* START The data *

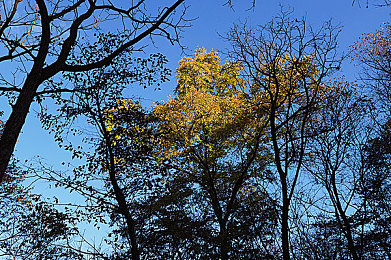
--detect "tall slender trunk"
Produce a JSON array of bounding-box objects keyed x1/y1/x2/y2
[
  {"x1": 280, "y1": 176, "x2": 290, "y2": 260},
  {"x1": 331, "y1": 173, "x2": 359, "y2": 260},
  {"x1": 0, "y1": 75, "x2": 42, "y2": 183}
]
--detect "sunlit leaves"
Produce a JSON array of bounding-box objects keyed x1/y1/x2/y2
[{"x1": 154, "y1": 49, "x2": 252, "y2": 161}]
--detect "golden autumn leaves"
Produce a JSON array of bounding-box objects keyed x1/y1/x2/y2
[{"x1": 106, "y1": 49, "x2": 340, "y2": 170}]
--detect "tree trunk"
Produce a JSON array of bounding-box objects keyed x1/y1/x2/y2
[
  {"x1": 280, "y1": 176, "x2": 290, "y2": 260},
  {"x1": 0, "y1": 74, "x2": 42, "y2": 183}
]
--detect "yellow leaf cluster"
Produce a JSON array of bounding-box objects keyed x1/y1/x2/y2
[{"x1": 154, "y1": 49, "x2": 258, "y2": 161}]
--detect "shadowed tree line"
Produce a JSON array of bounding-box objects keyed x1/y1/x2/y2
[{"x1": 0, "y1": 1, "x2": 391, "y2": 260}]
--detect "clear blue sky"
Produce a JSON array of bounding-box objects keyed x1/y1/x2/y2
[{"x1": 10, "y1": 0, "x2": 391, "y2": 177}]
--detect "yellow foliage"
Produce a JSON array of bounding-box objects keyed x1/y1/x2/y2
[{"x1": 154, "y1": 49, "x2": 253, "y2": 164}]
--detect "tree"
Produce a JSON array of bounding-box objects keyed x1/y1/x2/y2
[
  {"x1": 0, "y1": 0, "x2": 184, "y2": 181},
  {"x1": 227, "y1": 12, "x2": 341, "y2": 259},
  {"x1": 353, "y1": 23, "x2": 391, "y2": 116},
  {"x1": 305, "y1": 80, "x2": 372, "y2": 259},
  {"x1": 149, "y1": 49, "x2": 272, "y2": 259}
]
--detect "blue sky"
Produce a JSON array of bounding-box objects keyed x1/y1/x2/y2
[{"x1": 10, "y1": 0, "x2": 391, "y2": 177}]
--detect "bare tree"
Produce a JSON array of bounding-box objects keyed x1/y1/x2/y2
[
  {"x1": 0, "y1": 0, "x2": 185, "y2": 181},
  {"x1": 228, "y1": 12, "x2": 341, "y2": 259}
]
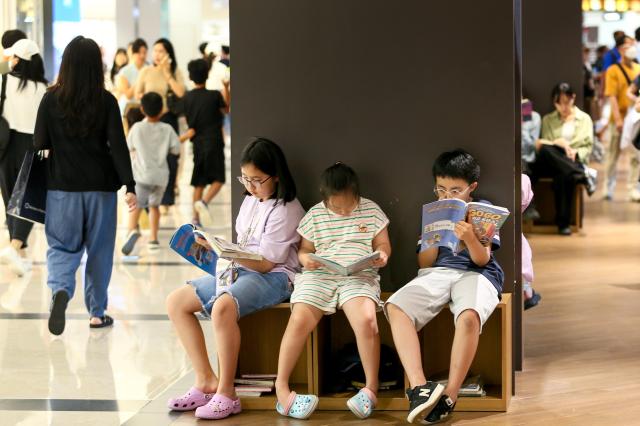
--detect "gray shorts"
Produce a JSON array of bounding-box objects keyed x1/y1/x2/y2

* END The data *

Problem details:
Repeat each record exactly as shown above, dropping all images.

Exercise response:
--detect "tall slender trunk"
Produce a JSON array of bounding-box objects keyed x1/y1/x2/y2
[
  {"x1": 280, "y1": 176, "x2": 290, "y2": 260},
  {"x1": 331, "y1": 173, "x2": 359, "y2": 260},
  {"x1": 0, "y1": 75, "x2": 42, "y2": 183}
]
--detect "sunlit leaves"
Produce a JSON array of bounding-box objects keyed x1/y1/x2/y2
[{"x1": 154, "y1": 49, "x2": 252, "y2": 161}]
--detect "golden autumn leaves"
Produce a JSON array of bounding-box objects keyed x1/y1/x2/y2
[{"x1": 106, "y1": 49, "x2": 340, "y2": 170}]
--detect "tree trunk"
Produce a JSON array of bounding-box objects keyed x1/y1/x2/y2
[
  {"x1": 280, "y1": 176, "x2": 290, "y2": 260},
  {"x1": 0, "y1": 74, "x2": 42, "y2": 183}
]
--detect "yellow leaf cluster"
Produce a JSON array of bounding-box objects keyed x1/y1/x2/y2
[{"x1": 154, "y1": 49, "x2": 258, "y2": 161}]
--detect "shadowed tree line"
Produce a JSON array of bounding-box objects keyed x1/y1/x2/y2
[{"x1": 0, "y1": 1, "x2": 391, "y2": 260}]
--detect "clear blue sky"
Produce a JSON array of bounding-box objects keyed x1/y1/x2/y2
[{"x1": 10, "y1": 0, "x2": 391, "y2": 177}]
--detect "yellow foliage"
Produce a JSON array of bounding-box objects keyed x1/y1/x2/y2
[{"x1": 154, "y1": 49, "x2": 253, "y2": 164}]
--detect "tree"
Produce a JSON array of bounding-box objects keyed x1/y1/x2/y2
[
  {"x1": 0, "y1": 0, "x2": 184, "y2": 181},
  {"x1": 227, "y1": 12, "x2": 341, "y2": 259},
  {"x1": 353, "y1": 23, "x2": 391, "y2": 116},
  {"x1": 305, "y1": 80, "x2": 372, "y2": 259},
  {"x1": 149, "y1": 49, "x2": 272, "y2": 259}
]
--detect "blue sky"
Produce a JSON array of bounding-box objects keyed x1/y1/x2/y2
[{"x1": 10, "y1": 0, "x2": 391, "y2": 177}]
--detect "bare tree"
Produce a JSON array of bounding-box objects keyed x1/y1/x2/y2
[
  {"x1": 0, "y1": 0, "x2": 185, "y2": 181},
  {"x1": 228, "y1": 12, "x2": 341, "y2": 259}
]
--detect "gray shorts"
Produce a JSON array of bounding-box objects keyed x1/y1/x2/y2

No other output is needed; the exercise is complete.